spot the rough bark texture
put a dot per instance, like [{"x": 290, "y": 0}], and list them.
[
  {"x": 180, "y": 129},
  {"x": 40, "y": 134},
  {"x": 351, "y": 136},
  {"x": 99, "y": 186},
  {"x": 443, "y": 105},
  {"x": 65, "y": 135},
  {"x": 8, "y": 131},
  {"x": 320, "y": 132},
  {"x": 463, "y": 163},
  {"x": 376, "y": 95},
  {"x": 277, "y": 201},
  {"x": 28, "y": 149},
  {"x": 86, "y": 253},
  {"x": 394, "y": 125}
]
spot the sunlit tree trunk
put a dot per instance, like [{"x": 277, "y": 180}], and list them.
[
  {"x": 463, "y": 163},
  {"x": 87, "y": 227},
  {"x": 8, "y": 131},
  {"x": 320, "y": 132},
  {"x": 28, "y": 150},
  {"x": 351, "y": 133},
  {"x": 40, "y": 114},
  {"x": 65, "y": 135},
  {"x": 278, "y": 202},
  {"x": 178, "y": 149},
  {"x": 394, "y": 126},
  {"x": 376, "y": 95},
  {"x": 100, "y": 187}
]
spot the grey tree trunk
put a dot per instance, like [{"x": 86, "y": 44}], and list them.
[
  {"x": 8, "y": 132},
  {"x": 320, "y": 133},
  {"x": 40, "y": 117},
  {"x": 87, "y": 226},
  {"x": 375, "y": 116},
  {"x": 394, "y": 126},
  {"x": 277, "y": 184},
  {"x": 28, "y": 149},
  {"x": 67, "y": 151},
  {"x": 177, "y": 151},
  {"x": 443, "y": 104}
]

■ ■ ■ ■ ■ ■ ■

-- OBJECTIVE --
Render each line of the material above as one string in a JSON list, skipping any blank lines.

-- RESPONSE TO THIS EXERCISE --
[
  "spot the rough bark texture",
  "put a dot per instance, like [{\"x\": 290, \"y\": 0}], and list them.",
  "[",
  "  {\"x\": 180, \"y\": 129},",
  "  {\"x\": 40, \"y\": 134},",
  "  {\"x\": 351, \"y\": 136},",
  "  {\"x\": 99, \"y\": 186},",
  "  {\"x\": 443, \"y\": 105},",
  "  {\"x\": 65, \"y\": 135},",
  "  {\"x\": 8, \"y\": 131},",
  "  {\"x\": 320, \"y\": 132},",
  "  {\"x\": 463, \"y\": 163},",
  "  {\"x\": 376, \"y\": 95},",
  "  {\"x\": 277, \"y\": 201},",
  "  {\"x\": 28, \"y\": 149},",
  "  {\"x\": 86, \"y\": 253},",
  "  {\"x\": 394, \"y\": 125}",
  "]",
  "spot the sunlit tree trunk",
  "put a dot per instance, like [{\"x\": 277, \"y\": 180}], and list them.",
  "[",
  "  {\"x\": 463, \"y\": 163},",
  "  {\"x\": 87, \"y\": 227},",
  "  {\"x\": 8, \"y\": 131},",
  "  {\"x\": 320, \"y\": 132},",
  "  {\"x\": 28, \"y\": 150},",
  "  {\"x\": 351, \"y\": 133},",
  "  {\"x\": 40, \"y\": 114},",
  "  {\"x\": 65, \"y\": 135},",
  "  {\"x\": 278, \"y\": 202},",
  "  {\"x\": 178, \"y\": 149},",
  "  {\"x\": 394, \"y\": 126},",
  "  {\"x\": 376, \"y\": 95},",
  "  {\"x\": 100, \"y\": 187}",
  "]",
  "spot the grey tree trunk",
  "put a dot per instance, like [{\"x\": 86, \"y\": 44}], and list them.",
  "[",
  "  {\"x\": 8, \"y\": 132},",
  "  {\"x\": 320, \"y\": 133},",
  "  {\"x\": 40, \"y\": 117},",
  "  {\"x\": 87, \"y\": 226},",
  "  {\"x\": 375, \"y\": 116},",
  "  {\"x\": 394, \"y\": 126},",
  "  {\"x\": 277, \"y\": 184},",
  "  {\"x\": 28, \"y\": 149},",
  "  {\"x\": 67, \"y\": 151},",
  "  {\"x\": 177, \"y\": 151},",
  "  {\"x\": 443, \"y\": 104}",
  "]"
]